Prime Studios in Windsor is a space for artists to work, interact and display their art. Dan Eastmond explains why he wants it to be different.

Image of poster for Prime Studios

A few months ago, following a tip-off from a local councillor, a little bit of pushing and a sympathetic ear from a local authority officer, I stepped inside a damp and dusty empty office block that sits under the weight of a 1960s low-rise block. It stank. Six years of emptiness, several leaks that had rotted the carpets and four toilets straight out of Trainspotting made the air inside sickly sweet with neglect. Dead flies lay in rows on every window sill like little tiny exhibits. “This is the place,” I thought. “This is the place we’ve been looking for.” And with that, Prime Studios was finally born. It was conceived a good couple of years earlier, most likely on the fireside rug of lessons learned when Ella Gibbs and I set up Cornershop Studios all the way back in 1992. Then, we just wanted somewhere to work, alongside other artists who shared our aesthetic and social ideas. We wanted a space where we could try out different ways of making things, new ways of showing what we had made, and a place to throw the occasional massive party. We did all of that, it became much more than we expected and the building is still a home for artists and ideas today.

One of the most powerful experiences Cornershop provided was working alongside such a vast range of different creatives. Potters and animators, performance artists and saxophonists, all busying around the same space, feeding off each other's successes and failures. Prime Studios puts this positive contagion at the heart of its structure. It is a curated programme, meaning we pick who goes in, making sure that the space is balanced, that participants are supported and challenged, and that the under-priced spaces benefit people and projects that would otherwise struggle.

-*-

Copy everything in the Prime Studios text word for word, starting at "One of the most" and running down to "would otherwise struggle.".

Referring expression pointing data
-*-

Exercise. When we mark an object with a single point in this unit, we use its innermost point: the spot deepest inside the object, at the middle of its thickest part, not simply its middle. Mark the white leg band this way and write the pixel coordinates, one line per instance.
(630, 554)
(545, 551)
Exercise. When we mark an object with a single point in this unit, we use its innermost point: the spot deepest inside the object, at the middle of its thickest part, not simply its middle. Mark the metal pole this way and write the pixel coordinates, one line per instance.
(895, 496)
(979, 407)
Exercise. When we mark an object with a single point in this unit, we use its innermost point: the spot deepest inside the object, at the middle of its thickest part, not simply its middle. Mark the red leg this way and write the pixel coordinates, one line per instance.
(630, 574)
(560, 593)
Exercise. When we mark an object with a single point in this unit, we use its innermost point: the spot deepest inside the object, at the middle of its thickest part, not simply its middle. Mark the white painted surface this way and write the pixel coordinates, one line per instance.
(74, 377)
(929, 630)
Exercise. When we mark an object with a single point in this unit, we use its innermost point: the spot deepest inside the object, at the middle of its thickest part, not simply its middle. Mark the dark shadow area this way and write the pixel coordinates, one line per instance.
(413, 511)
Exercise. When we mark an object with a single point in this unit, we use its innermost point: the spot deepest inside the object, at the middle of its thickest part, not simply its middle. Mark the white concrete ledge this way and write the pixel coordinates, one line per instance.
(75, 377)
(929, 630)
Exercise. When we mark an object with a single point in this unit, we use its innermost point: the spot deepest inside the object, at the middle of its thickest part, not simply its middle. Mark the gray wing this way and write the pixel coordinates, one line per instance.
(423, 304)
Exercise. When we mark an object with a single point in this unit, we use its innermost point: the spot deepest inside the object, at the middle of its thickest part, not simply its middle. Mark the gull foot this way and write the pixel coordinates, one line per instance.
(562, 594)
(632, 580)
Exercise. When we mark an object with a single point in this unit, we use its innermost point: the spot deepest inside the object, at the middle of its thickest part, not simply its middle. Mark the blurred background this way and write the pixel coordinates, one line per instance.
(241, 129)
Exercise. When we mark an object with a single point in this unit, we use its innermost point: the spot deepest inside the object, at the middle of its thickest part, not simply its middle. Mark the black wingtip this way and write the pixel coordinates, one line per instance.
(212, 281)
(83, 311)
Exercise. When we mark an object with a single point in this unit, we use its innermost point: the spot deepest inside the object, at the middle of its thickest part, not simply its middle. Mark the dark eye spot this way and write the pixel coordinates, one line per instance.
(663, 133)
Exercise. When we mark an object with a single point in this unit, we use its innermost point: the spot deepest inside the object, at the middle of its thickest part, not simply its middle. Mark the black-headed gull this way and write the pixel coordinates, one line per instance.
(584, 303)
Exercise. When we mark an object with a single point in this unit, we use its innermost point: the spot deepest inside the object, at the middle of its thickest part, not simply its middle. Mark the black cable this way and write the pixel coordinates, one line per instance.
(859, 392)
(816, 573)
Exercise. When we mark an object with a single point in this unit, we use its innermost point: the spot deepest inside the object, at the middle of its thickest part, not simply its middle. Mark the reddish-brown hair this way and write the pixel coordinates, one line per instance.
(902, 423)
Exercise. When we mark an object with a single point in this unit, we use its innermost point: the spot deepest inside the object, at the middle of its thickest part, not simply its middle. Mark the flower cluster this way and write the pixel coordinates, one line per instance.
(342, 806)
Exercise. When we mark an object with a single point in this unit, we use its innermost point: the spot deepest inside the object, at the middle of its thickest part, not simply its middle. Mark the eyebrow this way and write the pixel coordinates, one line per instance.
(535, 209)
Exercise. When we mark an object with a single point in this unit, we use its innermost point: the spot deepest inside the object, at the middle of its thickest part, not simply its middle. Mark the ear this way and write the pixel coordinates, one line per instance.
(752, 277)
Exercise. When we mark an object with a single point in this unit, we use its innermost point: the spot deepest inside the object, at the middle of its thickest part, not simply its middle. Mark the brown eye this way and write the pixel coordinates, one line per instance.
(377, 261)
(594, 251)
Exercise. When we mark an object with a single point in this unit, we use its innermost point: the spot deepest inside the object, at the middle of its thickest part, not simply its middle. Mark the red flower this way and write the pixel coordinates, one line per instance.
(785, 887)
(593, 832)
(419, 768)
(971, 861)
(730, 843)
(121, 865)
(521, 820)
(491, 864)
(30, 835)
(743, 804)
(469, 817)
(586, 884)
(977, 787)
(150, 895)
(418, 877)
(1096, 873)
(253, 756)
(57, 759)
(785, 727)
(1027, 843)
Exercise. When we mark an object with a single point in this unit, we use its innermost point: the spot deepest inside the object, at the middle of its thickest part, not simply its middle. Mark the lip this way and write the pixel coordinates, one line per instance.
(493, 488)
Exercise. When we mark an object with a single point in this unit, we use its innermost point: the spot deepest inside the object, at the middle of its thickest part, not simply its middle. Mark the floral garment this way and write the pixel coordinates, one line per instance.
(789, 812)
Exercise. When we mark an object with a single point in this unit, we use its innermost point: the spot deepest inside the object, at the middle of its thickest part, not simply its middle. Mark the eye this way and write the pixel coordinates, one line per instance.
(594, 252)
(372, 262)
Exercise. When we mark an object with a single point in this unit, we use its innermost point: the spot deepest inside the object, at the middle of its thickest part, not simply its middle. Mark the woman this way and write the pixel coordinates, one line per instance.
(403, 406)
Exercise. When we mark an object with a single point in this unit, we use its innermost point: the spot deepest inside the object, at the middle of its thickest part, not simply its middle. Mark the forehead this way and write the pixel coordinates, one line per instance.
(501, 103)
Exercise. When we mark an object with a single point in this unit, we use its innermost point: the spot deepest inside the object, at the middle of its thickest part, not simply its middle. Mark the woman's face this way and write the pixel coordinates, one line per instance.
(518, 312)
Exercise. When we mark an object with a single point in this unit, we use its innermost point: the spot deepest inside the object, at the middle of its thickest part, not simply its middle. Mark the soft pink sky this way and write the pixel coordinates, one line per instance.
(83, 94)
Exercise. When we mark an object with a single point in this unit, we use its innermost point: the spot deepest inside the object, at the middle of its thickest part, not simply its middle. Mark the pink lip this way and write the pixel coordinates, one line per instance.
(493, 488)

-*-

Answer space:
One of the most powerful experiences Cornershop provided was working alongside such a vast range of different creatives. Potters and animators, performance artists and saxophonists, all busying around the same space, feeding off each other's successes and failures. Prime Studios puts this positive contagion at the heart of its structure. It is a curated programme, meaning we pick who goes in, making sure that the space is balanced, that participants are supported and challenged, and that the under-priced spaces benefit people and projects that would otherwise struggle.